-- ROWS start --

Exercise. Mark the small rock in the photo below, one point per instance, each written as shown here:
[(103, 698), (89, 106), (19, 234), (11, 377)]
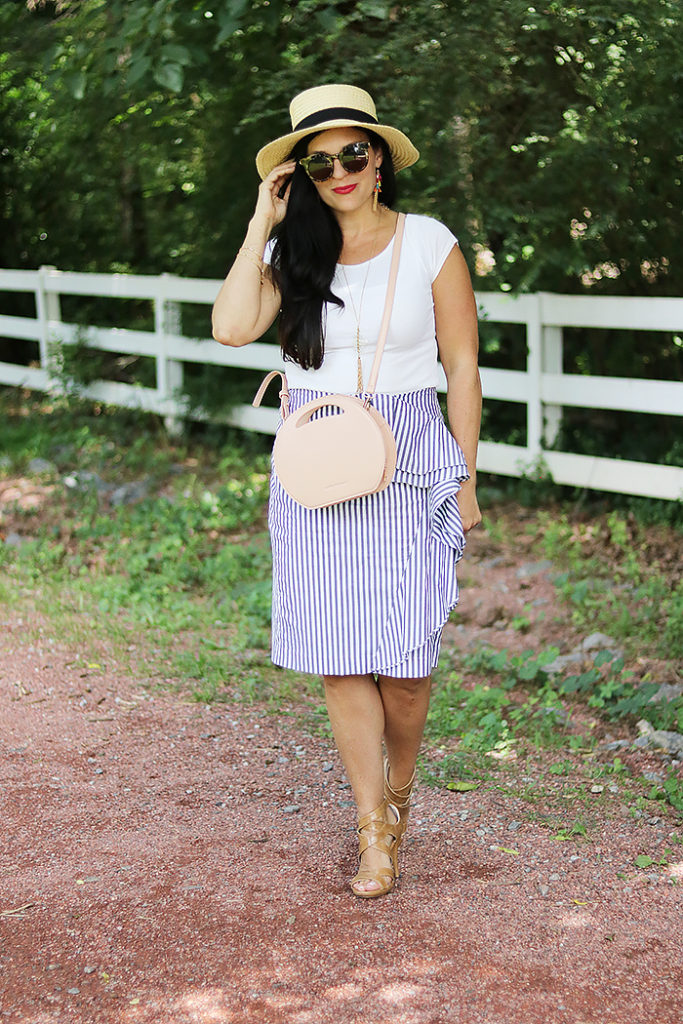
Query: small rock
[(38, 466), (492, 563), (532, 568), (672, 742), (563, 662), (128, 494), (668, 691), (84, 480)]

-- ROWS end --
-- ROWS start --

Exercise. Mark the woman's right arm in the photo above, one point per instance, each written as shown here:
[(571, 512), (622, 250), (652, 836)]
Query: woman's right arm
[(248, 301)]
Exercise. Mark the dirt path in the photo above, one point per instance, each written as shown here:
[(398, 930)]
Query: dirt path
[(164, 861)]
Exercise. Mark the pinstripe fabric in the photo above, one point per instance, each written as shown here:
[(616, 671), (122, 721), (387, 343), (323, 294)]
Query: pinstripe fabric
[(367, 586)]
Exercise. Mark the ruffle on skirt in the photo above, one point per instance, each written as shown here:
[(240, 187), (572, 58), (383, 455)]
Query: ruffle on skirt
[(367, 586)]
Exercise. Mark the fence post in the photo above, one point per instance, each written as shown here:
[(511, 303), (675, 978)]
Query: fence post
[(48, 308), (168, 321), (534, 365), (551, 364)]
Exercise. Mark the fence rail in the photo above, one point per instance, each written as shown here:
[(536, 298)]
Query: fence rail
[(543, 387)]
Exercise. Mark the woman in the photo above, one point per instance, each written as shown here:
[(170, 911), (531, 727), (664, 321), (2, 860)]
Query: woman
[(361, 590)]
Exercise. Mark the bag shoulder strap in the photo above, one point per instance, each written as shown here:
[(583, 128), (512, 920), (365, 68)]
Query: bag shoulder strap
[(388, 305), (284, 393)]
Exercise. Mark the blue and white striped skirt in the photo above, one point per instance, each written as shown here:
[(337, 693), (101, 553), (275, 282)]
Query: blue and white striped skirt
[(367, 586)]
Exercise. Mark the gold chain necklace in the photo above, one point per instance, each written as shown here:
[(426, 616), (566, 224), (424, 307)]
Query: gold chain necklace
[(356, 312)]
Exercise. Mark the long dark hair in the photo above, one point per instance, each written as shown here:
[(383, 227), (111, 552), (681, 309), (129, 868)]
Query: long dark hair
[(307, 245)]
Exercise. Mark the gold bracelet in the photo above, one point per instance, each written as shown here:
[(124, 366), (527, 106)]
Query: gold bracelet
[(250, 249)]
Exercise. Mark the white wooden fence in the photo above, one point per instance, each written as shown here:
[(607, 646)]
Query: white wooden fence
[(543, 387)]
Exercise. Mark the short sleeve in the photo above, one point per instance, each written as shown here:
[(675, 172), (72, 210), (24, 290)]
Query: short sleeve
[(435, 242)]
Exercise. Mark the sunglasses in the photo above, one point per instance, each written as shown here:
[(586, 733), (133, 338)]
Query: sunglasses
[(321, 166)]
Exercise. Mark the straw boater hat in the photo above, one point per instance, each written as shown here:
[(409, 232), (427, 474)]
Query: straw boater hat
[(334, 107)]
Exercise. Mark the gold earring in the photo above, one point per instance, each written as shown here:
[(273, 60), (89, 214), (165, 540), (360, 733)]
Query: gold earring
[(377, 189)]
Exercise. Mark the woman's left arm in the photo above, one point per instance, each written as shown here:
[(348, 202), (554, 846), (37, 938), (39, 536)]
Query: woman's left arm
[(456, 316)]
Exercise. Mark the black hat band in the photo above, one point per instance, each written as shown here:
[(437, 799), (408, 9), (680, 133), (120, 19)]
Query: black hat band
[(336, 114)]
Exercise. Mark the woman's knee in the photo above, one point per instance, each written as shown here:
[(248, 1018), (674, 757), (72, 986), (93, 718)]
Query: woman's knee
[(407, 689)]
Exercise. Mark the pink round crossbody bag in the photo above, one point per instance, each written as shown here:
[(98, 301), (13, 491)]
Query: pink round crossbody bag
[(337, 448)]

-- ROWS end --
-- ROWS start --

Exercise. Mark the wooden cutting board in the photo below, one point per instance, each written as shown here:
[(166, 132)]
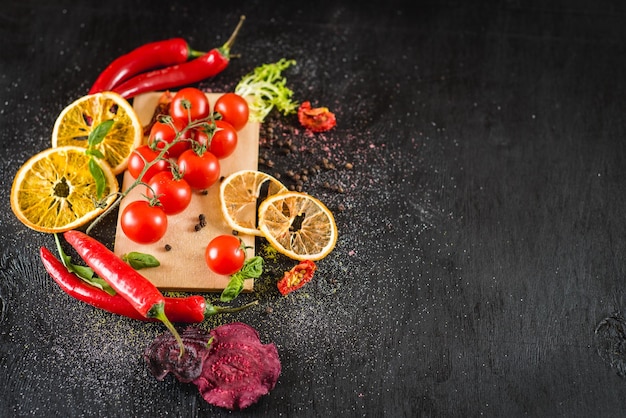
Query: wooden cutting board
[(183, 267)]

-- ROWS end --

__GOAL OF THE EXERCISE__: Retype everything in the data above from the line containing "Exercise. Mark the bag" down to the line containing "[(435, 242)]", with both of those lines included.

__RESULT OF THIS EXERCISE__:
Exercise. Mark the bag shoulder strap in the photo above, one point per instance, each written as shown here:
[(583, 128), (512, 920), (365, 68)]
Query: bag shoulder strap
[(388, 305), (284, 393)]
Exercise. Mark the blue and white striped skirt in the photo above, one point per instance, each written as shown here:
[(337, 693), (101, 553), (275, 282)]
Query: blue and white striped skirt
[(367, 586)]
Exercise. Mark the gold chain necklace in the photo above, one point per instance, each written as shown here:
[(426, 616), (566, 224), (424, 307)]
Query: gold chain necklace
[(356, 312)]
Exercise. Mark the long dark hair in the photo above, one point per instance, each written as shown here:
[(383, 227), (111, 552), (681, 309), (129, 868)]
Query: long dark hair
[(307, 245)]
Exercise. Mark the gold bracelet in the photo above, one point per instance, each written as shown here:
[(124, 366), (527, 106)]
Query: gold bracelet
[(250, 249)]
Exercise. Mark the white wooden fence in the photo above, one point per instance, each written as shown here:
[(607, 646)]
Query: white wooden fence
[(543, 387)]
Exercise. Mark the short sleeve in the photo above, one point per instance, each written as shown here:
[(675, 172), (72, 210), (24, 290)]
Query: short sleeve
[(435, 242)]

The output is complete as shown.